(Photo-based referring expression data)
____

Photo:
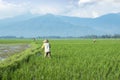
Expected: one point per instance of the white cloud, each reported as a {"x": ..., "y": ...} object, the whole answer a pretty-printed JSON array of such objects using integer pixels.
[
  {"x": 9, "y": 10},
  {"x": 79, "y": 8}
]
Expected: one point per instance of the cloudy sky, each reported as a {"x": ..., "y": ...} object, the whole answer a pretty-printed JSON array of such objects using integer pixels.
[{"x": 79, "y": 8}]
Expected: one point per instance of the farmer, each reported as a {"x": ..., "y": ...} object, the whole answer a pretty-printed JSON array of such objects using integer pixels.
[
  {"x": 46, "y": 47},
  {"x": 94, "y": 40}
]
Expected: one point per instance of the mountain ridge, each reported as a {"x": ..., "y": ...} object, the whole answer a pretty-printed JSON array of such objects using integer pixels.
[{"x": 56, "y": 25}]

____

EXERCISE OBJECTIVE: Restate the preceding entries in full, word for word, with the pictures removed.

PROBLEM SOLUTION:
Photo:
Expected: one point per instance of the white cloud, each reported as a {"x": ..., "y": ...} object, the whole answer a pretty-printed JSON array of such objects using integer pixels.
[
  {"x": 9, "y": 10},
  {"x": 79, "y": 8}
]
Expected: one point per instance of the cloudy sky, each reported as a {"x": ..., "y": ...} object, the whole answer a pretty-printed JSON array of such objects using integer pixels.
[{"x": 79, "y": 8}]
Expected: one point per instance of the farmer, each reported as a {"x": ..., "y": ...} object, the whole answer a pretty-printed JSON array of such objects using integer pixels.
[
  {"x": 46, "y": 47},
  {"x": 94, "y": 40}
]
Expected: one point per instance of the mountain ridge, each reported as a {"x": ..., "y": ...} object, the whole answer a pretty-printed JSON array of such objects using integer pixels.
[{"x": 56, "y": 25}]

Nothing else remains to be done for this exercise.